ACTIVITY -
Give all of the records again. Match them exactly.

RECORDS TO USE -
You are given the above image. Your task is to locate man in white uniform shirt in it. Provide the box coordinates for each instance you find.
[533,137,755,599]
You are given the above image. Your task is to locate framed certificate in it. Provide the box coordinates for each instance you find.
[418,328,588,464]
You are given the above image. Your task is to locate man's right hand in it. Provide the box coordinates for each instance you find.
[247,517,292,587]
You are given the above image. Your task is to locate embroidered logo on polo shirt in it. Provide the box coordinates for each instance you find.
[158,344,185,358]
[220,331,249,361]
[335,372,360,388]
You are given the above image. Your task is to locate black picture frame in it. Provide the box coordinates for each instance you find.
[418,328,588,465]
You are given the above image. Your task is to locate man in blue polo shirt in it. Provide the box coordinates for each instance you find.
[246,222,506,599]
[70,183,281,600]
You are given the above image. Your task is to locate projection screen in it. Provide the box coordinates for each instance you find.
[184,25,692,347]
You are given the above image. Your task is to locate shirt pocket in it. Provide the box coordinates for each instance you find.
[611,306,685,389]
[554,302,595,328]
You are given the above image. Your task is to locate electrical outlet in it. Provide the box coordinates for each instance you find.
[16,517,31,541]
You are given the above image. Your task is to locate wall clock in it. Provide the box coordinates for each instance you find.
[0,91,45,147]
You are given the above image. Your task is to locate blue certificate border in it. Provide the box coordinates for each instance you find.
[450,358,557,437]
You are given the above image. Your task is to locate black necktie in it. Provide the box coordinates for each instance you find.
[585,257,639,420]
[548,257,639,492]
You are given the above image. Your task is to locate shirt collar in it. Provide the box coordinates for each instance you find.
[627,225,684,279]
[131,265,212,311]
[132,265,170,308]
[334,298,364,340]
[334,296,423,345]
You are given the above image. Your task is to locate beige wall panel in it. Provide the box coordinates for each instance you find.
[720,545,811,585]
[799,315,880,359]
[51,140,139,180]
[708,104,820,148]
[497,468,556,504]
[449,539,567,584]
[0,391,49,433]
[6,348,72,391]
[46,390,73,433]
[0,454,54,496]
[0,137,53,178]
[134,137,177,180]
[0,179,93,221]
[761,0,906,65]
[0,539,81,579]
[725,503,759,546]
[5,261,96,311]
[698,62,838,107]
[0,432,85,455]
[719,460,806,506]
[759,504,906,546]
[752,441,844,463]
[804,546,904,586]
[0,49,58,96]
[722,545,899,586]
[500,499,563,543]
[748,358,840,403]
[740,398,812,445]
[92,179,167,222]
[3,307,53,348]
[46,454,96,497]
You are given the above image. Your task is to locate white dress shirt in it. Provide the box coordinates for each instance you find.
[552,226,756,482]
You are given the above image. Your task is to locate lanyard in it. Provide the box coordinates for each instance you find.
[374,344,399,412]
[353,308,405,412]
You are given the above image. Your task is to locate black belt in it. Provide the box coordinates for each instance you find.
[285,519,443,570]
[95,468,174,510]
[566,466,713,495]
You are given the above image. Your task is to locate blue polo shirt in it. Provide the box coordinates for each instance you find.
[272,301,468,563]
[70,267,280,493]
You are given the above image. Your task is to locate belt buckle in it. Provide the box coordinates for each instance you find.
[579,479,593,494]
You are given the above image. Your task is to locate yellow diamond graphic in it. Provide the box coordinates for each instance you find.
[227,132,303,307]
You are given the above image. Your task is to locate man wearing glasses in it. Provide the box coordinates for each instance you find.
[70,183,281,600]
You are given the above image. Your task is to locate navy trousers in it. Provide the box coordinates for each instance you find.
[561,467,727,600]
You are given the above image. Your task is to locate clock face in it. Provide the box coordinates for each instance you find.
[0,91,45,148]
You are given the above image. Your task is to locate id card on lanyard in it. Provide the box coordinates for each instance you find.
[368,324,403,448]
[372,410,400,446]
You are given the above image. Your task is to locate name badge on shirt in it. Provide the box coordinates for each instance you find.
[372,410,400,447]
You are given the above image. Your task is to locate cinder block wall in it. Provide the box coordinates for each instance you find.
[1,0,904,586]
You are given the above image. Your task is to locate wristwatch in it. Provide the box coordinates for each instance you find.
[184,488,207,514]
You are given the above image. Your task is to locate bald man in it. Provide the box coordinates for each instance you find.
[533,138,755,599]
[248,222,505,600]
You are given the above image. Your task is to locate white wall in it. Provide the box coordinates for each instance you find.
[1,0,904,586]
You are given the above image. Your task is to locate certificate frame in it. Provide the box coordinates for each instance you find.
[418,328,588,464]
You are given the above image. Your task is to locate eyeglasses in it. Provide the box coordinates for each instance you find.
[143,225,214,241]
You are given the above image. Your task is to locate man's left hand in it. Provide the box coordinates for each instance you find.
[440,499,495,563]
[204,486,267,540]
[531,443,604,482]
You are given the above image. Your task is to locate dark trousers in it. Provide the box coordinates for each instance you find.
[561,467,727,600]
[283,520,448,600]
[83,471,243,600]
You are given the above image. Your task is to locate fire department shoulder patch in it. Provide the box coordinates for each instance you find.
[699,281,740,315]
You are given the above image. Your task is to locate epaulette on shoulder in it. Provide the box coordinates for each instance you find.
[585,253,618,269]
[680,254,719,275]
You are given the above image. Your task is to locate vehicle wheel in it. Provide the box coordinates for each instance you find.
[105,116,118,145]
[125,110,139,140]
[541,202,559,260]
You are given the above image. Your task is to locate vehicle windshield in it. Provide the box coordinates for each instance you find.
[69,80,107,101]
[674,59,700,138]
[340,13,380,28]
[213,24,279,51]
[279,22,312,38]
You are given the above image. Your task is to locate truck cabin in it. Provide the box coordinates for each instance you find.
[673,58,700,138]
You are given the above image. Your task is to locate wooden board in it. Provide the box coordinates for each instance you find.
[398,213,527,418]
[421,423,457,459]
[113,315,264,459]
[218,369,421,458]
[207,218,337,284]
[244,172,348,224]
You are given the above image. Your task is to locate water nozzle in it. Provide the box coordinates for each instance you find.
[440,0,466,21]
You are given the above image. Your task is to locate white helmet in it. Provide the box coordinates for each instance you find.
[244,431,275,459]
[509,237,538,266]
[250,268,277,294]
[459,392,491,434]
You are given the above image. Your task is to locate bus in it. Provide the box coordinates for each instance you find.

WRITTEN REPLY -
You are given the above image. Your task is to locate man in white uniform shirt in it. Provide the box coordinates for each instance you find.
[533,137,755,599]
You are given the above image. Your task is to locate framed certificate in it. Provide the box coordinates for each instance you find.
[418,328,588,464]
You are given the above image. Your task is to locate man's right hand in it. Provide the box coordinates for each instance you find.
[247,517,292,587]
You are given the above image. Your task is to locate embroidered logo on polo shirt in it. Provide the box coordinates for each instance you find.
[158,344,185,358]
[220,331,249,361]
[335,372,360,388]
You are given the above image. Your task is to locate black picture frame in it. Provide the box coordinates for each instance you find.
[418,328,588,465]
You are given the above image. Your task is to locate man in blue polo shirt in it. Provide the box coordinates for each instance you find.
[246,222,506,599]
[70,183,281,600]
You are given the above image. Your task is to locate projection screen in it. Provide the box coordinates for each instance you find.
[184,25,692,347]
You are given the above image. Your task is to locate shirt pocket in it. Provide the box coordinates for each instance you find.
[611,306,685,389]
[554,302,595,328]
You are given the above image. Your task is to locate electrical outlet in it. Provide the box coordinates for each instance you find.
[16,517,31,541]
You are given the above image. Your task is to locate wall clock in it. Provide the box coordinates for each instance you find.
[0,91,45,147]
You are given the above image. Your task is to locate blue certificate border in it. Provide the box coordinates for each instance you find.
[450,358,557,437]
You are given the above image. Your task is to locate black necktie in it. Provide the box coordinates for each instance you find.
[585,257,639,420]
[548,257,639,492]
You are given the above image. Your task is to locate shirt collar in it. Provide the box coordinates for each instance you find.
[627,225,684,279]
[131,265,212,311]
[132,265,170,308]
[334,298,364,340]
[334,296,423,345]
You are given the above image. Your task is to locate beige wall panel in it. Provide the box coordinates for each instance you find.
[720,545,811,585]
[799,315,880,359]
[51,140,139,180]
[708,104,820,148]
[497,468,556,504]
[449,539,567,584]
[0,391,49,433]
[6,348,72,391]
[46,390,73,433]
[0,454,54,496]
[0,137,53,178]
[134,137,177,180]
[0,179,93,221]
[761,0,906,65]
[0,539,81,579]
[725,503,759,546]
[5,261,96,311]
[698,62,838,107]
[0,432,85,455]
[719,460,806,506]
[759,504,906,546]
[752,441,844,463]
[804,546,904,586]
[0,49,58,96]
[722,545,899,586]
[500,499,563,543]
[748,358,840,403]
[740,398,812,445]
[92,179,167,222]
[3,307,53,348]
[46,454,96,497]
You are given the above image. Your task is to locate white dress shirt in it. Provide the box coordinates for each instance you find.
[552,226,756,482]
You are given the above image. Your task is to locate lanyard in it. Provide the box coordinates for each instance you find.
[374,344,399,412]
[353,308,405,412]
You are given the above image. Your task is to locate black belt in it. Provide the box coordinates for each instance you find.
[285,519,443,570]
[95,468,174,510]
[566,466,713,495]
You are given the above image. Your task is to locate blue polo shirt in it. Provide the box coordinates for each instance you find.
[272,301,468,563]
[70,267,280,493]
You are given the above image. Your task is to locate belt buckle in it. Provide the box coordinates for each instance you find.
[579,479,593,494]
You are given the above image. Your task is to locate yellow diamond graphic in it. Provide the box coordinates for each instance you find.
[227,132,303,307]
You are given the above image. Your task is to locate man wearing glasses in it. Provide the box coordinates for each instance you find.
[70,183,281,600]
You are given the above image. Your task is to locate navy trousers in it. Provide the box coordinates for each instance you find.
[561,467,727,600]
You are given the above image. Your task is to locate clock face in it. Provide the box coordinates for each instance you find.
[0,91,45,148]
You are given the above image. Your task is to locate id card on lanyard in it. Provide the box coordinates for each instance you find.
[368,324,403,448]
[372,410,400,446]
You are given the above image. Your task is to locate name badge on shirt in it. Provide the box coordinates for each instance you find.
[372,410,400,447]
You are given the above image. Your task is to locate cinder block wall in it. Provide the box coordinates for each instance you find.
[1,0,904,586]
You are given the above image. Your task is to locate wristwatch in it. Provide the box coordinates for each instance you find.
[184,488,207,514]
You are given the above image. Your task is to locate bald man in it. Provide the box coordinates for each instance you find.
[533,138,755,599]
[248,222,505,600]
You are given the above image. Your task is to locate white wall in it. Provide the box coordinates for each instance you find.
[1,0,904,586]
You are given the above image. Your task is to locate certificate frame in it. Provide the box coordinates for each instance you find.
[418,328,588,464]
You are given the above image. Your task is to locate eyeglasses in it. Provide the box coordinates for each instance you find.
[143,225,214,241]
You are given the above image. Your task is to locate man's left hand in it. Provide the box coordinates for each instance you find.
[440,499,495,563]
[204,486,267,540]
[531,443,604,482]
You are given the above image. Your task is to locate dark trousers in it. Provide the box coordinates for each instance you find.
[561,467,727,600]
[283,520,448,600]
[83,471,243,600]
You are given the above image. Your task is to locate fire department shoulder patch in it. Provide the box coordinates for each instance you find.
[699,281,740,315]
You are given the above image. Your task is to locate epaulette on shoulder in it. Provide the box coordinates for each instance you find.
[585,253,618,269]
[680,254,719,275]
You are given the above image. Your task is to locate vehicle wheel in it. Provide the box coordinates for each instance you find.
[105,116,118,145]
[125,110,139,140]
[541,202,559,260]
You are given the above image. Your task is to locate vehicle windshield in it. Provide the box coordinates for each instance you find.
[69,80,107,101]
[674,59,700,138]
[340,13,380,28]
[213,24,279,51]
[279,22,312,38]
You are given the above image. Your task is to locate truck cabin in it. Provide the box coordinates for each instance you find.
[673,58,700,138]
You are given the above image. Your task is to locate wooden board in it. Provide the box coordinates for each instance you find.
[398,213,527,418]
[421,423,457,459]
[113,315,264,459]
[218,369,421,458]
[207,218,337,284]
[244,172,348,224]
You are given the above image. Your task is to locate water nozzle in it. Provide the box coordinates for each instance you find.
[440,0,466,21]
You are given the above image. Your task is to locate white helmet in it. Provide the box coordinates for each instance you find.
[244,431,275,459]
[509,237,538,266]
[250,268,277,294]
[459,392,491,434]
You are given the above image. Your task is to locate bus in it. Provide the box coordinates for each instance you find.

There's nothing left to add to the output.